● **EXTRACTED TEXT**
^^^^^^^^^^^^^^^^

Discrete element modelling of strength and critical state characteristics of granular materials under axial compression and axial extension stress path tests--颗粒学报PARTICUOLOGY

Kodicherla, S. P. K., Gong, G., Fan, L., Wilkinson, S., & Moy, C. K. S. (2021). Discrete element modelling of strength and critical state characteristics of granular materials under axial compression and axial extension stress path tests. Particuology, 56, 152-162. https://doi.org/10.1016/j.partic.2020.11.003

Discrete element modelling of strength and critical state characteristics of granular materials under axial compression and axial extension stress path tests

Shiva Prashanth Kumar Kodicherla ^a, Guobin Gong ^a *, Lei Fan ^a, Stephen Wilkinson ^b, Charles K.S. Moy ^a

a Department of Civil Engineering, Xi’an Jiaotong – Liverpool University (XJTLU), China
b Department of Civil Engineering, University of Wollongong, Dubai

10.1016/j.partic.2020.11.003

Volume 56, June 2021, Pages 152-162

Received 10 March 2020, Revised 2 November 2020, Accepted 10 November 2020, Available online 8 December 2020, Version of Record 8 March 2021.

^^^^^^^^^^^^^^^^

● **RECORDS**
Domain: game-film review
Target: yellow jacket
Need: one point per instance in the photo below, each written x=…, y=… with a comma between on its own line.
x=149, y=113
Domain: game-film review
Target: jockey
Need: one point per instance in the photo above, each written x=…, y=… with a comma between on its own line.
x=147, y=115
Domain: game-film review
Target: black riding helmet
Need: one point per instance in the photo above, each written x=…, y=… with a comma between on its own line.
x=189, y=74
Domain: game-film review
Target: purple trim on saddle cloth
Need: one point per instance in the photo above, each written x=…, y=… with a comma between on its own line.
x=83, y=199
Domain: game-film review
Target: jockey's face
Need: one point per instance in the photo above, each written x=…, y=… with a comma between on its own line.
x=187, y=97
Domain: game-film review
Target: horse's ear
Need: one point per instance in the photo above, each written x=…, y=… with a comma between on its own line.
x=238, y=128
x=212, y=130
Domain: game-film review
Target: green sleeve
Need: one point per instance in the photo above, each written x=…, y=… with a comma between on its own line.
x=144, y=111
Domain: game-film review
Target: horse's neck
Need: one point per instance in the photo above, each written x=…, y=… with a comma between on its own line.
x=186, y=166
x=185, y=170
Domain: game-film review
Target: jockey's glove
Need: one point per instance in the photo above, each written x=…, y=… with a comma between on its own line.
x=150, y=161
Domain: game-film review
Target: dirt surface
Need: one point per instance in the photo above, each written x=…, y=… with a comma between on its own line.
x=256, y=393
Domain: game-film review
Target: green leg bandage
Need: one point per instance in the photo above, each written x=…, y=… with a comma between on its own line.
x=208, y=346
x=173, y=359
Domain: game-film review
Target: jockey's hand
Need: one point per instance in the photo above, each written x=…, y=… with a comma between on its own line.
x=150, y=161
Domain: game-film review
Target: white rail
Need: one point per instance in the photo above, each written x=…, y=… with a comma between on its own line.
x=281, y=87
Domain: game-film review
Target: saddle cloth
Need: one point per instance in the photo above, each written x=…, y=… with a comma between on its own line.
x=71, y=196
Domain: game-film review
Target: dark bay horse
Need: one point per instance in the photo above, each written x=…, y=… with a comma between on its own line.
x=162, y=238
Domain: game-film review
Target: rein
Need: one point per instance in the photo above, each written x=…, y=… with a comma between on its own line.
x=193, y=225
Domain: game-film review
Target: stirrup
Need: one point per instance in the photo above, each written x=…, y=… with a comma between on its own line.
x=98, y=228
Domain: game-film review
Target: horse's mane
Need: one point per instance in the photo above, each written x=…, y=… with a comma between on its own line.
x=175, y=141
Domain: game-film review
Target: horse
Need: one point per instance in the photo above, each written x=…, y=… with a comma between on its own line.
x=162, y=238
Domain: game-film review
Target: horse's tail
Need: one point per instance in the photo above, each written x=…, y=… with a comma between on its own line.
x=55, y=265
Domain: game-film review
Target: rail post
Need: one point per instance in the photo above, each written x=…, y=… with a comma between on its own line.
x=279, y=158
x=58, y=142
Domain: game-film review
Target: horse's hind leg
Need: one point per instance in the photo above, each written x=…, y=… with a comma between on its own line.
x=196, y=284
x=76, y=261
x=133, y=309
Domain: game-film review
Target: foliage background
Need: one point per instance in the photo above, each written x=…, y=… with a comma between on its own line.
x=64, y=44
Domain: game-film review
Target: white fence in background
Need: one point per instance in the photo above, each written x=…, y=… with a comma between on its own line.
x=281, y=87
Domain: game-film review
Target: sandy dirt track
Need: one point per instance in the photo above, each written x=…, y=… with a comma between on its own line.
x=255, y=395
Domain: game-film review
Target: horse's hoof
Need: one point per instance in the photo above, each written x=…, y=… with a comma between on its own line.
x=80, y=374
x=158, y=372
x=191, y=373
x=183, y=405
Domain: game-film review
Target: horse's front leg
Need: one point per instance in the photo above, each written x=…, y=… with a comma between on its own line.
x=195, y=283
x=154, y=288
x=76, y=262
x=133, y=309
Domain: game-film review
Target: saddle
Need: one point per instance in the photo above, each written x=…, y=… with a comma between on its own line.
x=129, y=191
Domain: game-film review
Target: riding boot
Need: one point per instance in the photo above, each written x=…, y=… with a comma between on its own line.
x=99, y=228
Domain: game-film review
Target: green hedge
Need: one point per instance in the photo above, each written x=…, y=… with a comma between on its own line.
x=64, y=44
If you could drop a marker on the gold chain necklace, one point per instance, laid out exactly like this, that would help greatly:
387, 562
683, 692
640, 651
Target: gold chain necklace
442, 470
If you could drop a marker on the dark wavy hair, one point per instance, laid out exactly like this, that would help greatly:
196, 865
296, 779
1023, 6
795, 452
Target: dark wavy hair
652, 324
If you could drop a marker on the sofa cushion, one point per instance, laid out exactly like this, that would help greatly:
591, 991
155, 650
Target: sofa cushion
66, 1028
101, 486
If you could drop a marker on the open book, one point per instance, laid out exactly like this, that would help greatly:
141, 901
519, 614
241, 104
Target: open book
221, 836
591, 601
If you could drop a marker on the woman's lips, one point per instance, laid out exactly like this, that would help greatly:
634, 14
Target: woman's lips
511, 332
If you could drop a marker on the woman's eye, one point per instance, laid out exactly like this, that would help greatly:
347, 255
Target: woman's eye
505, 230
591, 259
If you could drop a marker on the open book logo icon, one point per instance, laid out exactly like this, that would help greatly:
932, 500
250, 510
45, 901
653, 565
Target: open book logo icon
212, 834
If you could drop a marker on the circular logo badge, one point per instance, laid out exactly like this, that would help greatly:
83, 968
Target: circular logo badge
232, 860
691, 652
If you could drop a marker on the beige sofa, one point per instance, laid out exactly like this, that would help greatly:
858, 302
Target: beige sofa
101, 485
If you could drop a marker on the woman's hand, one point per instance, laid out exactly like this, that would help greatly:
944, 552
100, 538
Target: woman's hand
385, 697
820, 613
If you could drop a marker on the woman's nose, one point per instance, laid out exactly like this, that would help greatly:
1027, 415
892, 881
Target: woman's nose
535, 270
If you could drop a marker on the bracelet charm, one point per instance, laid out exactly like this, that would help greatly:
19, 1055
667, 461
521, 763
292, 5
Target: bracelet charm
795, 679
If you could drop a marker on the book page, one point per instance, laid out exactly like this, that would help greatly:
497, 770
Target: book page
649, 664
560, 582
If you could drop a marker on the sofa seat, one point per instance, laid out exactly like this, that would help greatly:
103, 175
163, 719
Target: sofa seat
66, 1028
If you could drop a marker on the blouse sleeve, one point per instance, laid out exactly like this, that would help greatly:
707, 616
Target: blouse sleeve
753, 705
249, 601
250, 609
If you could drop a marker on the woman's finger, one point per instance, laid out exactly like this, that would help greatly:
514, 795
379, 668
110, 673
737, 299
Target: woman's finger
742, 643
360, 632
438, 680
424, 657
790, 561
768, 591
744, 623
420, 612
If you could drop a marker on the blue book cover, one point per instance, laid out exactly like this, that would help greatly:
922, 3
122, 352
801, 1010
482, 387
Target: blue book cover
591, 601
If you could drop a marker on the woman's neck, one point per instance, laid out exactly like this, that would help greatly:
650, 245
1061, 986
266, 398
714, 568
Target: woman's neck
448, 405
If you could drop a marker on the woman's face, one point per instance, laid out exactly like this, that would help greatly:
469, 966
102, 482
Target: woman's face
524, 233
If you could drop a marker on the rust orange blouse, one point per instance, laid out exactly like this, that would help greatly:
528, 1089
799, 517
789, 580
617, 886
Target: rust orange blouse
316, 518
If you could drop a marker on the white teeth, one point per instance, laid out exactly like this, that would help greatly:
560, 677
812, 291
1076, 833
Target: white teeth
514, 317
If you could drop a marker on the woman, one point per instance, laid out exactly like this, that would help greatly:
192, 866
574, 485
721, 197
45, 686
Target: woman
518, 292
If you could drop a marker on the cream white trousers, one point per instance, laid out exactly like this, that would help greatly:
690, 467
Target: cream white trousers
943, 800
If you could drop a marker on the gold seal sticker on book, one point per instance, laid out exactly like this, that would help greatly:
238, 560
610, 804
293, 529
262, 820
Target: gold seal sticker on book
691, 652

^^^^^^^^^^^^^^^^

● **TASKS**
1. In the article page on discrete element modelling, on what date did the paper become available online?
2. Reproduce the records verbatim, beginning at their first line and stopping after the line that contains "x=173, y=359".

● **EXERCISE ANSWERS**
1. 8 December 2020

2.
Domain: game-film review
Target: yellow jacket
Need: one point per instance in the photo below, each written x=…, y=… with a comma between on its own line.
x=149, y=113
Domain: game-film review
Target: jockey
Need: one point per instance in the photo above, each written x=…, y=… with a comma between on its own line.
x=147, y=115
Domain: game-film review
Target: black riding helmet
Need: one point per instance in the photo above, each written x=…, y=… with a comma between on its own line.
x=189, y=74
Domain: game-film review
Target: purple trim on saddle cloth
Need: one point per instance in the photo above, each written x=…, y=… with a comma between on its own line.
x=83, y=199
Domain: game-film review
Target: jockey's face
Need: one point per instance in the photo above, each written x=…, y=… with a comma between on its own line.
x=187, y=97
Domain: game-film review
Target: horse's ear
Need: one point per instance in the photo above, each written x=…, y=… with a comma between on its own line.
x=238, y=128
x=212, y=130
Domain: game-film review
Target: green sleeve
Need: one point per instance in the photo above, each written x=…, y=… with a comma between on its own line.
x=144, y=111
Domain: game-film review
Target: horse's neck
Need: one point per instance in the photo above, each written x=…, y=… with a comma between on its own line.
x=186, y=166
x=185, y=170
Domain: game-film review
Target: jockey's glove
Need: one point per instance in the photo above, each written x=…, y=… with a comma between on its own line.
x=150, y=161
Domain: game-film review
Target: dirt surface
Need: one point per instance in the photo above, each written x=…, y=… with a comma between on its own line.
x=256, y=393
Domain: game-film review
Target: green leg bandage
Need: one point per instance in the photo above, each written x=…, y=… with a comma between on its own line.
x=208, y=346
x=173, y=359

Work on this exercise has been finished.